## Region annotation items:
# # #

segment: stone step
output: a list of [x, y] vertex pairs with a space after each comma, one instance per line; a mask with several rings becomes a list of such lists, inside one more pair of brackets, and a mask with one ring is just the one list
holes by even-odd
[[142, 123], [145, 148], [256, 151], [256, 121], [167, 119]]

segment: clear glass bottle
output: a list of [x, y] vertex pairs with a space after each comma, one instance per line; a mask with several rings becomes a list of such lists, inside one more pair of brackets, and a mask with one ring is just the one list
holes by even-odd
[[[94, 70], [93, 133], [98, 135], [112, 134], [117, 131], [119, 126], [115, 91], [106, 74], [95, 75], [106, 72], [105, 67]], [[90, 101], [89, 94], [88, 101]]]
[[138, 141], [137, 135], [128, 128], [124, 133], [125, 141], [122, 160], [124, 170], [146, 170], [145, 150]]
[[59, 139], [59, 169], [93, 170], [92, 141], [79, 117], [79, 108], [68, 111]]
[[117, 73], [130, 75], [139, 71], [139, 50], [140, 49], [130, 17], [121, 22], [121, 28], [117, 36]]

# # #

## PROMPT:
Present these lines as a numbered list, omitting the blank lines.

## SOLUTION TO THIS EXERCISE:
1. segment: stone step
2. output: a list of [x, y] vertex pairs with a space after each comma, one instance per line; a mask with several rings becomes a list of such lists, inside one more pair of brackets, and a mask with one ring is just the one list
3. holes by even-odd
4. [[142, 123], [145, 148], [256, 151], [256, 121], [167, 119]]
5. segment: clear glass bottle
6. output: a list of [x, y] vertex pairs with a space after each comma, one instance per line; a mask with several rings becomes a list of such lists, inside one more pair of brackets, and a mask with one ring is just the one list
7. holes by even-odd
8. [[[94, 70], [93, 133], [98, 135], [112, 134], [117, 131], [119, 126], [115, 91], [106, 74], [95, 75], [106, 72], [105, 67]], [[90, 101], [89, 94], [88, 101]]]
9. [[138, 141], [137, 135], [128, 128], [124, 133], [125, 141], [122, 160], [124, 170], [146, 170], [145, 150]]
10. [[59, 139], [59, 169], [93, 170], [92, 141], [79, 117], [79, 108], [68, 111]]
11. [[117, 73], [130, 75], [139, 71], [139, 50], [140, 49], [130, 17], [121, 22], [121, 28], [117, 36]]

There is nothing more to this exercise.